CONSIGNES:
[1] Selon l'entretien sur le handicap dans le football, combien de cas de nanisme compte-t-on en France ?
[2] Poursuivez l'entretien sur le handicap dans le football à partir de sa dernière phrase.

EXTRAIT PRÉSENTÉ:
╔══
Quelles difficultés pouvez-vous rencontrer sur les diverses installations sportives et sur les relations humaines au niveau de l’intégrité ?

AG : "Au niveau technique, je pense qu’il ne faut pas oublier que nous vivons dans un pays développé et que ma situation serait bien plus difficile dans des pays en voie de développement comme j’ai pu le voir à travers quelques voyages à l’étranger. C’est parfois la maladie du Français de se plaindre sans cesse ! Pour en revenir au foot, c’est parfois l’incompréhension des instances sportives à mon égard qui m’a fait rencontrer des problèmes sur des terrains pas très bien aménagés en matière d’espace. J’ai beaucoup de souvenirs où les délégués ne savaient pas si j’avais le droit d’être sur le banc ou pas…! Les relations humaines sont quant à elles toujours bonnes, sans aucun manque de respect. J’avoue être parfois un peu « sanguin » sur un banc de touche et cela crée des tensions que je prends pour mon compte. Au niveau de ma présence au sein d’un club, je reconnais que j’ai toujours été jugé pour ce que j’apportais sans aucune réflexion sur mon handicap. J’en reviens à ce que j’ai dit plus haut l’environnement humain est la chose la plus importante. Seul on va plus vite, ensemble on va plus loin."

YD : "Ma maladie est génétique et constitue une forme de nanisme et touche principalement les membres inférieurs et supérieurs. Les conséquences médicales sont souvent gênantes au quotidien avec des douleurs dorsales, lombaires et cervicales. Je ne peux pas marcher longtemps. Donc il est parfois compliqué d'aller dans les stades pour prendre les photos faire mon job. J’ai subi déjà beaucoup d’opérations des membres inférieurs. Mon plus grand combat reste l’acceptation et la prise au sérieux de ce handicap. Nous ne sommes pas simplement petits. C’est un handicap social important. Le nanisme est méconnu (seulement 8000 cas en France) mais ne s’arrête pas à un personnage de fiction « Mimi Mathy ou Passe Partout ».  Autour des terrains j’ai connu des situations de moquerie. Il faut savoir que le terme « nain » est considéré comme discriminant et c’est un terme réducteur et péjoratif car il cantonne l’individu à sa condition et non à ses compétences. Après j'ai une chance, c'est de vivre et cela n'est pas donné à tous malheureusement."
╚══
DONNÉES À EXAMINER:
╔══
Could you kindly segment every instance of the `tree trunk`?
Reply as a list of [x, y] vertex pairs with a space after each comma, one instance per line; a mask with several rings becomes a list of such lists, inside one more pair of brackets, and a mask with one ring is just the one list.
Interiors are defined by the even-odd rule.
╚══
╔══
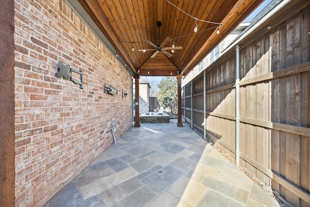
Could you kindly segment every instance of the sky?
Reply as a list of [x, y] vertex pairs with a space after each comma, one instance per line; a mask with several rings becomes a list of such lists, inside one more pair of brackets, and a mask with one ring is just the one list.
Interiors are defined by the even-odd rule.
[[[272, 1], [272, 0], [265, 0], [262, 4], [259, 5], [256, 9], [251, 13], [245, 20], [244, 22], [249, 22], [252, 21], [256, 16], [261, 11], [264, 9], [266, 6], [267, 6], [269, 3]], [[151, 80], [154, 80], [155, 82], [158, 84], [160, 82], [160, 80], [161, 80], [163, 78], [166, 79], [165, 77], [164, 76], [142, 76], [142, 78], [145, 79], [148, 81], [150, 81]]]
╚══
LISTE DES RÉPONSES:
[1] Seulement 8000 cas.

[2]
Dernière question ! Yohan pouvez-vous décrire Alexis et vous Alexis pouvez-vous décrire Yohan ? Il y a des choses que vous vous enviez mutuellement ?

AG : "Yo, je t’envie car contrairement à moi tu peux encore voir le monde de plus haut…en montant les escaliers ;-) blague à part, je trouve que ce que tu fais est top et qu’on n'a pas besoin de très longtemps pour voir que tu es compétent dans ton domaine. 

Tu arrives à donner une autre vision du foot amateur et de ce que peux apporter une association sportive. Nos différences ont peut être facilité notre rencontre, en tout cas c’est toujours sympa d’échanger avec quelqu’un d’une GRANDE compétence et humain comme toi."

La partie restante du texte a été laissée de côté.